Quoted passage:
=== Begin Enclosure ===
Beverly Gaventa considers the New Testament evidence of women in leadership roles.
The standing of women, the role of women in early Christianity seems to have been quite varied. When we look at Paul’s letters, of course a lot of people know some specific things that he wrote or maybe wrote (there’s some debate even about that) about women asking their husbands at home rather than speaking in the assembly and so forth. And we find things that we really still don’t understand about women needing to have their hair either coiffed or be veiled – even the translation of First Corinthians 11 is hard.
But we have clear evidence of women in leadership roles. What those were exactly is a little hard to tell, but I think our best evidence about women’s activity in the earliest communities is in … it comes in Paul’s letter to the Romans. In Chapter 16 he begins by talking about Phoebe, who is apparently carrying the letter, and I think she’s the person who reads the letter to the various groups at Rome – which means she’s an interpreter, to begin with.
We have Prisca, or Priscilla, referred to there, who hosts a church in her home. Now to us that sounds like, you know, hospitality and we denigrate it, but if that’s where the church met, then that makes you the leader, because it’s in your place, you’re the one who was the convenor.
=== End Enclosure ===
Free-text descriptions of objects
=== Begin Enclosure ===
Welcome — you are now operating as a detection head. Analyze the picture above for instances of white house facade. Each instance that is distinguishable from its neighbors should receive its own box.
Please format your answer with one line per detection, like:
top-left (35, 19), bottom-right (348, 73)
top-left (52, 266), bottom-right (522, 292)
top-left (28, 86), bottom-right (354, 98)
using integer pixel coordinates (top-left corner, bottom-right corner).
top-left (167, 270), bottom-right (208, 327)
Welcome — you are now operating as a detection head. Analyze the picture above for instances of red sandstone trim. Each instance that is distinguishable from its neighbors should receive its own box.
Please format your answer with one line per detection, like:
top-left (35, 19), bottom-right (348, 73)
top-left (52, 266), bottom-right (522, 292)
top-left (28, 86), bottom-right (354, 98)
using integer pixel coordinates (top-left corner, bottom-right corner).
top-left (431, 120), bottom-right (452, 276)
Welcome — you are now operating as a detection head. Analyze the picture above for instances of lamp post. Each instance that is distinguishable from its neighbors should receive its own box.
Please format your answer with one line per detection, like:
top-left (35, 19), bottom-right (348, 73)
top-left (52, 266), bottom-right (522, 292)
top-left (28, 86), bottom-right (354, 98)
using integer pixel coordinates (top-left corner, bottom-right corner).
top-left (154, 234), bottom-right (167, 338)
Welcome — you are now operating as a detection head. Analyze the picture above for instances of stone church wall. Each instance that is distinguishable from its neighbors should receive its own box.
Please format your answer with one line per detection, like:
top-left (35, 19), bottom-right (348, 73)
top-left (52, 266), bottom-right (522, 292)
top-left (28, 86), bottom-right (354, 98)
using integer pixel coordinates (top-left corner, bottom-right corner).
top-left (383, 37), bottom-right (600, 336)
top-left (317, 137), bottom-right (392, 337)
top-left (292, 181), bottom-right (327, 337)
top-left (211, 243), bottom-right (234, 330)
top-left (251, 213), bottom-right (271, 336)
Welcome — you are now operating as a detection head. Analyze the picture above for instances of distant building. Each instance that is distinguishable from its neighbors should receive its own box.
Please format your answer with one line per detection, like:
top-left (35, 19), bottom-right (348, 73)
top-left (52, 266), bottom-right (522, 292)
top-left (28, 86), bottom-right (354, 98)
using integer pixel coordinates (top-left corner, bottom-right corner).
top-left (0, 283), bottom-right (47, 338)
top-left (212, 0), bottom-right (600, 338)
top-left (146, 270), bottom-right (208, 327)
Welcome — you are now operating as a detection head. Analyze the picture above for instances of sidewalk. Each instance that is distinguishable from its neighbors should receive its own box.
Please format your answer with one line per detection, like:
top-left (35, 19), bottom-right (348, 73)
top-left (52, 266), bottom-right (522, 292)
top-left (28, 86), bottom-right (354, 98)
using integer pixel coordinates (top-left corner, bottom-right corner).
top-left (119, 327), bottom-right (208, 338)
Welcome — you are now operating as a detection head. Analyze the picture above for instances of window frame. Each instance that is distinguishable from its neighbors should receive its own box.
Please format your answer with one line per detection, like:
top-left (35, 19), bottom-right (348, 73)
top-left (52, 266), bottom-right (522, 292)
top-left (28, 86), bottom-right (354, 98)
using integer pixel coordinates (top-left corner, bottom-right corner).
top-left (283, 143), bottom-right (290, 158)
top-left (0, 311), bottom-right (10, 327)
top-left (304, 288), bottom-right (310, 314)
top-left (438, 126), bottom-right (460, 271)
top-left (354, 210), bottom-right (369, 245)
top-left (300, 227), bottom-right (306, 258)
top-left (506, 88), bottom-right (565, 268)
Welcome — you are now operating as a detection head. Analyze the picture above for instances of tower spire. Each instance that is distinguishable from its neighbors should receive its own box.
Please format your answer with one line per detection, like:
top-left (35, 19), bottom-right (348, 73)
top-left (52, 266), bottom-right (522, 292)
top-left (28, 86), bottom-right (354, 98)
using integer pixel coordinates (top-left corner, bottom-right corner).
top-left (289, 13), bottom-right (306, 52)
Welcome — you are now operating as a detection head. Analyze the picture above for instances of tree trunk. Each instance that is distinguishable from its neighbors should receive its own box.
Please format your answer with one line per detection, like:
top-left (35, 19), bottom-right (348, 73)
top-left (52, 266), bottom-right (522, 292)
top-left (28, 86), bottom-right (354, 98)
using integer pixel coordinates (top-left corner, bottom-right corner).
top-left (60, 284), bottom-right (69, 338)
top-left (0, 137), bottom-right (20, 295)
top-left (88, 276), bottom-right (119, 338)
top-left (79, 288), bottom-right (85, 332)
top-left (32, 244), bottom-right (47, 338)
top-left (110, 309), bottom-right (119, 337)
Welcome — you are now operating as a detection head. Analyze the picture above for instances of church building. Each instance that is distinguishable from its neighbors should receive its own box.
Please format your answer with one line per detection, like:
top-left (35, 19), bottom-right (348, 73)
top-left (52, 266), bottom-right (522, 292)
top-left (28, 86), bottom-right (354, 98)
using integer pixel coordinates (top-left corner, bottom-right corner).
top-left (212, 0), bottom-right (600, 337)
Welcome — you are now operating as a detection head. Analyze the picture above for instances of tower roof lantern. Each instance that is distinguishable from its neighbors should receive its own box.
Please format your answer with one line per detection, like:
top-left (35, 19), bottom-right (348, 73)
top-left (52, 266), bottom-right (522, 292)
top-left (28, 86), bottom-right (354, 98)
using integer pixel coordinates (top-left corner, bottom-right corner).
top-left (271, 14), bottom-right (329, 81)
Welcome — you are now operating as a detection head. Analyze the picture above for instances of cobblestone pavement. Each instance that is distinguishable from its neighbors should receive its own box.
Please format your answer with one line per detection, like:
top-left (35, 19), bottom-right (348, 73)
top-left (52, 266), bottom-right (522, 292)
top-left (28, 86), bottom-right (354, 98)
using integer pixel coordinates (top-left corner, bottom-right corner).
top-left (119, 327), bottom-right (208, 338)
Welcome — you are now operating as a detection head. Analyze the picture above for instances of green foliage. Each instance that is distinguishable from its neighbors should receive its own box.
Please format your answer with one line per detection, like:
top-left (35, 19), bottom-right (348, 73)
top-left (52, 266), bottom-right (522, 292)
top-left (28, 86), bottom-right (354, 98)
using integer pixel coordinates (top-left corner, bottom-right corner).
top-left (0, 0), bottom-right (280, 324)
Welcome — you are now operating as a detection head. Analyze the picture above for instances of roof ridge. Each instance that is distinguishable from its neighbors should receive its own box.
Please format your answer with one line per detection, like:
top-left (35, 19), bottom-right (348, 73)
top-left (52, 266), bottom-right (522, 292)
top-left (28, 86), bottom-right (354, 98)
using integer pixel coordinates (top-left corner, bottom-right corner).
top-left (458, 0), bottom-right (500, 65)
=== End Enclosure ===
What needs to be done:
Please give the answer from the text on women in early Christianity: where does Prisca host a church?

Response:
In her home.